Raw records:
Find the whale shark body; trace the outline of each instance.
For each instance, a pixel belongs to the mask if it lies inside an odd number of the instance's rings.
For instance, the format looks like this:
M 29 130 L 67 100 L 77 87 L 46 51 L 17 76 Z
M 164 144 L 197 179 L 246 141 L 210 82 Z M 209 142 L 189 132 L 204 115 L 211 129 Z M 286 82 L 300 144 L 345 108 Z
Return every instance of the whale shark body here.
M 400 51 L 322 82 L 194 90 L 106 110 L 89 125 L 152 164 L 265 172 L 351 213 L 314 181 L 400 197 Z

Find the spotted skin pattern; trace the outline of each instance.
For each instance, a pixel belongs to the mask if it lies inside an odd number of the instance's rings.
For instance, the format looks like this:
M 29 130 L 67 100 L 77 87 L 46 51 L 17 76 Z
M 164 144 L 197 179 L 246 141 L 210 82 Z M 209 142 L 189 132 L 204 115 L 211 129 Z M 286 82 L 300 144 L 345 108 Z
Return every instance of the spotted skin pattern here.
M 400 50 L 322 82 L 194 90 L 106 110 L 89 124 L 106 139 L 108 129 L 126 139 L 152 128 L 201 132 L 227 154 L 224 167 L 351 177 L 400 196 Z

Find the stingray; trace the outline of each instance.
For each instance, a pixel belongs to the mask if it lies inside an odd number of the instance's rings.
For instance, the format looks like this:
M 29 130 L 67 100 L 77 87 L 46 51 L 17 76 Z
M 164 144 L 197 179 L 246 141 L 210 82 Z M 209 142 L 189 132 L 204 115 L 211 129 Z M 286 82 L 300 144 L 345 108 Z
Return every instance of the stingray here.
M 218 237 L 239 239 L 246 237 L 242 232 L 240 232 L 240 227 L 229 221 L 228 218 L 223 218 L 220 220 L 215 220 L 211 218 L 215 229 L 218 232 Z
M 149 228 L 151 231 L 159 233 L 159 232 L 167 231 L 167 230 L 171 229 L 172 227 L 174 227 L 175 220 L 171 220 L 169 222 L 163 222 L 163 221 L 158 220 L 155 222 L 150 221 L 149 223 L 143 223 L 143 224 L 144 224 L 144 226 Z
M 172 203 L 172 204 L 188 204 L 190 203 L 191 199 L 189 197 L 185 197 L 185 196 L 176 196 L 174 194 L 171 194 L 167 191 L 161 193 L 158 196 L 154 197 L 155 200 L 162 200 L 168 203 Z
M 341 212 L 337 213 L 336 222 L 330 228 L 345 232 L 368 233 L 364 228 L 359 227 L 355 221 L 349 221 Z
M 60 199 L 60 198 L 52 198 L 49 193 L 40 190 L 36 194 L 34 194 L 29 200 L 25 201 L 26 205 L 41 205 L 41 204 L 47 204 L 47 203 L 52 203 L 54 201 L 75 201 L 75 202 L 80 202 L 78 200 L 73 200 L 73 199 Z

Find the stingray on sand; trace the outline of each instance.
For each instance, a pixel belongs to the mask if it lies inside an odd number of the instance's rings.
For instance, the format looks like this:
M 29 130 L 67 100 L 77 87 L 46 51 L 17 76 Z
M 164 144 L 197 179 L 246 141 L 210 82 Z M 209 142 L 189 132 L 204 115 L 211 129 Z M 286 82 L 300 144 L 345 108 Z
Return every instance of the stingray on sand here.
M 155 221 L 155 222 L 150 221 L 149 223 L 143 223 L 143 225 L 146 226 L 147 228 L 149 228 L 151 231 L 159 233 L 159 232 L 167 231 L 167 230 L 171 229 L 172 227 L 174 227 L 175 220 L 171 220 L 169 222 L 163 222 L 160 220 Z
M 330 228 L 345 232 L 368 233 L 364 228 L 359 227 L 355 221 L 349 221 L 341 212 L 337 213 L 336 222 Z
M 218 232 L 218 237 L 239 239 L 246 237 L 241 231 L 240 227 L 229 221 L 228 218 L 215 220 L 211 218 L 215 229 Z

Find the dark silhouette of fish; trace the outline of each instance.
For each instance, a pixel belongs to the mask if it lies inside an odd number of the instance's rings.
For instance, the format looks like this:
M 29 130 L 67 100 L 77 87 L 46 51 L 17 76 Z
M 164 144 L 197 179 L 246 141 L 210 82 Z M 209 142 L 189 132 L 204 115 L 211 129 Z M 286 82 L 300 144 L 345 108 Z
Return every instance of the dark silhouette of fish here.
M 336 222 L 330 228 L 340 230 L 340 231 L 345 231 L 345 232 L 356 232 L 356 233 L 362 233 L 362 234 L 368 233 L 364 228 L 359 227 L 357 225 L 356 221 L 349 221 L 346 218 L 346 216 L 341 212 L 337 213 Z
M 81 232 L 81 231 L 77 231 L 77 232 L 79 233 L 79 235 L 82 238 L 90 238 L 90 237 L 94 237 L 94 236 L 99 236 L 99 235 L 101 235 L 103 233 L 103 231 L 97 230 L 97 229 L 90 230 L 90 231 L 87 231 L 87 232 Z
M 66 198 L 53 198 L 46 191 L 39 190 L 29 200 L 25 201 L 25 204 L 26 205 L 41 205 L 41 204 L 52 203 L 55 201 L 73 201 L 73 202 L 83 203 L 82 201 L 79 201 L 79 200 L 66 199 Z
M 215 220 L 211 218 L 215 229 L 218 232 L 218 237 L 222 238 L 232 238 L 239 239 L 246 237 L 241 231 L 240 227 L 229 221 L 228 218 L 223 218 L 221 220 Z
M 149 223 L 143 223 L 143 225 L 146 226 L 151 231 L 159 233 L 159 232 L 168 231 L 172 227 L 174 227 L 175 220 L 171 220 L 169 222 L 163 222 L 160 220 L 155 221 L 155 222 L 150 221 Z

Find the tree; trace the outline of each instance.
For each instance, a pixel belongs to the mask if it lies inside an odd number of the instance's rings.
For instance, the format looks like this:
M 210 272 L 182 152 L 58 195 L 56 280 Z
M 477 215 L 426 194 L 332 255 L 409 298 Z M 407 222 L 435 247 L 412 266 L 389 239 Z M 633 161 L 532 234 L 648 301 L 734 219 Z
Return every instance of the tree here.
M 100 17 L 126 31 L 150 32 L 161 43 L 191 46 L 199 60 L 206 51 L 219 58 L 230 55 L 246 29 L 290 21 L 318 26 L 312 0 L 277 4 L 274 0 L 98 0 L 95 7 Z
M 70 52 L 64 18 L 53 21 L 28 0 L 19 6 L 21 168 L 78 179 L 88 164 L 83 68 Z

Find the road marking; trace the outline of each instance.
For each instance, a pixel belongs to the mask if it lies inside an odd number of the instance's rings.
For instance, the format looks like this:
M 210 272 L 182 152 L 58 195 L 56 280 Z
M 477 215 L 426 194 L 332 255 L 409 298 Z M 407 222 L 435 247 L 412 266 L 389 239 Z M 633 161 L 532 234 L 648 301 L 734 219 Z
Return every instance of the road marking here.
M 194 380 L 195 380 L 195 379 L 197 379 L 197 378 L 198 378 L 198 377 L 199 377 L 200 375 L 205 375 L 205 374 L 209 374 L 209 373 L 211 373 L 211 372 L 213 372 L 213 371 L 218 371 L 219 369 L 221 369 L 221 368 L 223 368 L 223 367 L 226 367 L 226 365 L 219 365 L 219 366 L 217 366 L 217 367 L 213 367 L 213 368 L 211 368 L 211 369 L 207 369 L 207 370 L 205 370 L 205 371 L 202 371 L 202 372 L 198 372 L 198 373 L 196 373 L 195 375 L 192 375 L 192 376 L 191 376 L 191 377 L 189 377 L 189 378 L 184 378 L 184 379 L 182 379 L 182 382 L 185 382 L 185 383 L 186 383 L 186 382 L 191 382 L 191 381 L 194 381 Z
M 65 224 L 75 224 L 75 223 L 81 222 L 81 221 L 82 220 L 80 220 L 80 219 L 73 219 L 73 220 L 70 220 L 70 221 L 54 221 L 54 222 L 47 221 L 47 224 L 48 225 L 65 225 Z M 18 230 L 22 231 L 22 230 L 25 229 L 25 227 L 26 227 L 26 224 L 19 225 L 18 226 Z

- Job -
Reproduce every line of the data from its start through the line containing "M 400 50 L 322", inclusive, with the requests included. Shift each coordinate in the answer outlines by adding 118.

- Written answer -
Find the whale shark body; trace the outline of each instance.
For each instance, a pixel belongs to the mask if it lies inside an odd number of the instance's rings.
For instance, the format looks like this:
M 29 130 L 67 100 L 77 87 L 46 51 L 17 76 Z
M 164 144 L 197 179 L 246 141 L 210 82 Z M 209 142 L 189 132 L 204 115 L 211 129 Z M 286 82 L 300 144 L 345 108 Z
Return every instance of the whale shark body here.
M 518 169 L 440 200 L 312 208 L 224 228 L 207 243 L 270 282 L 383 290 L 469 331 L 432 299 L 518 315 Z

Find the spotted skin pattern; trace the outline of each instance.
For each instance, a pixel belongs to the mask if it lies inside an odd number of the instance's rings.
For instance, the format looks like this:
M 29 130 L 67 100 L 77 87 L 46 51 L 17 76 Z
M 164 144 L 197 179 L 246 141 L 210 82 Z M 209 142 L 189 132 L 204 115 L 211 129 Z M 286 82 L 300 144 L 345 108 Z
Return every instance of the spotted skin pattern here.
M 518 168 L 440 200 L 312 208 L 224 228 L 207 242 L 224 257 L 226 247 L 244 257 L 270 246 L 319 250 L 345 272 L 342 285 L 469 295 L 518 314 Z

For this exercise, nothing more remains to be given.